PASSAGE FOR REVIEW:
===============
Sept. 22, 2014

Ashley Thompson
athomp13@uccs.edu

Shoes can make a statement about you. Especially if you aren’t wearing any at all.

Tori Gruber, freshman criminal justice and psychology major, will be shoe-and-sockless for three months from now until early December to raise awareness for human trafficking and child sex slavery.

“A lot of the men and women don’t have shoes,” she said. “The only shoes they have are those they wear to a client’s house.”

Human sex trafficking is the third-largest illegal enterprise in the world, and the fastest-growing business of organized crime. It is prevalent not only in countries around the world but also in the United States.

Gruber hopes to motivate people to talk about the issues.

Her inspiration stems from the founder of Joy International, Jeff Brodsky. Joy International is a nonprofit organization that hopes to rescue child sex slaves. Brodsky has been barefoot for four years.

“It upset me that I knew nothing about human trafficking,” Gruber said. She decided to do something the first time she heard Brodsky’s mission at her high school’s Diversity Day.
===============
Collected data:
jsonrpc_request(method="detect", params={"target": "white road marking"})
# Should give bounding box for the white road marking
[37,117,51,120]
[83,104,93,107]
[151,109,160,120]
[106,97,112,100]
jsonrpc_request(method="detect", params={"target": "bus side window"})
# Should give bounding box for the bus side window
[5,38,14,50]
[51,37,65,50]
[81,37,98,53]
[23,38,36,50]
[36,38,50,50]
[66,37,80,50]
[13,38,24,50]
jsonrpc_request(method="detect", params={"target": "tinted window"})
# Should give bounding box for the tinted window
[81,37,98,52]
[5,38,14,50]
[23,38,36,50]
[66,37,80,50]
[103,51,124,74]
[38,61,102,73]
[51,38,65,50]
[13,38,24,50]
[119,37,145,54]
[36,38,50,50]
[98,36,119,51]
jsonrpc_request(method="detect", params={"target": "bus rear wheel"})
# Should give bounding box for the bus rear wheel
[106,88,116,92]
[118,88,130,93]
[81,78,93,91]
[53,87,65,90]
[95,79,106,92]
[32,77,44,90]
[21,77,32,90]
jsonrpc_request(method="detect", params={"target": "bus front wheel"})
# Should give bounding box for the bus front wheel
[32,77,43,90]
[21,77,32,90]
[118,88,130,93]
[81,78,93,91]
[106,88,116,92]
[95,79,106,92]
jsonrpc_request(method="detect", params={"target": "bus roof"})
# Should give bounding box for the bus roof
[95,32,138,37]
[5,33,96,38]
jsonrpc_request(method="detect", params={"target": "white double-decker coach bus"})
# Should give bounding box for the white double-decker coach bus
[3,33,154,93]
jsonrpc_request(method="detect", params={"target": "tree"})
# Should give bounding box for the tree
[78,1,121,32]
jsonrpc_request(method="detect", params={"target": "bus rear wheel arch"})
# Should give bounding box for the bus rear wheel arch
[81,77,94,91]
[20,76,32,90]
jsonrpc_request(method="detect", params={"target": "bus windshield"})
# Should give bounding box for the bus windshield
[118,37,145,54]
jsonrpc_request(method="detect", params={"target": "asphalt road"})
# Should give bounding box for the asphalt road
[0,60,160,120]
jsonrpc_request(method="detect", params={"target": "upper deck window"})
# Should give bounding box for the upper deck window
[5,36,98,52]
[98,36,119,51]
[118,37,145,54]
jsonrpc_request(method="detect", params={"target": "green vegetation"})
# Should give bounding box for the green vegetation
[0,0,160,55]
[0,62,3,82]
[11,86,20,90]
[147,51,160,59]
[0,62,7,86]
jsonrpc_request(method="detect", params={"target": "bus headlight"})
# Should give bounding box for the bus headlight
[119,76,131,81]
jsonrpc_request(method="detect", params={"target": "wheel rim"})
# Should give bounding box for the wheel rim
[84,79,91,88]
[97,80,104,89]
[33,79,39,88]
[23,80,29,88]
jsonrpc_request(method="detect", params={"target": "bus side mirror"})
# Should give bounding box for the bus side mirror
===============
TASKS TO COMPLETE:
[1] In the article about the barefoot student, how long has Jeff Brodsky been barefoot?
[2] Continue the article about Tori Gruber's barefoot campaign from where it ends.

ANSWER LIST:
[1] Four years.

[2]
Gruber attempted to start a Barefoot Day then, but school administration told her it was a fire-code safety issue. To ensure her plan would be a success in college, she made sure to get permission from UCCS authorities.

“Asking the dean was merely out of respect. I also didn’t want to violate any codes,” Gruber said. “I signed waivers that allow me to go into Clyde’s and Café 65 barefoot.”

Gruber’s plan to raise awareness for sex trafficking got the all-clear and she began preparation. Callouses built on her feet for two to three weeks. She researched ways to prevent the common injuries and illnesses that are possible when extensively walking barefoot.

“It has a lot of dangers to it, and I’m very nervous for the snow to come around, because frostbite is a serious thing,” she said. “[Another risk is] the equivalent to black mold on your feet, and the only way you can get it removed is through surgery.”

Gruber is taking extra precautions to keep her feet warm. She said that going barefoot for 3 months is not something to be taken lightly and wants to stay safe and smart about it.

She has already been approached by several curious students, and her call to action for those she informs is simple.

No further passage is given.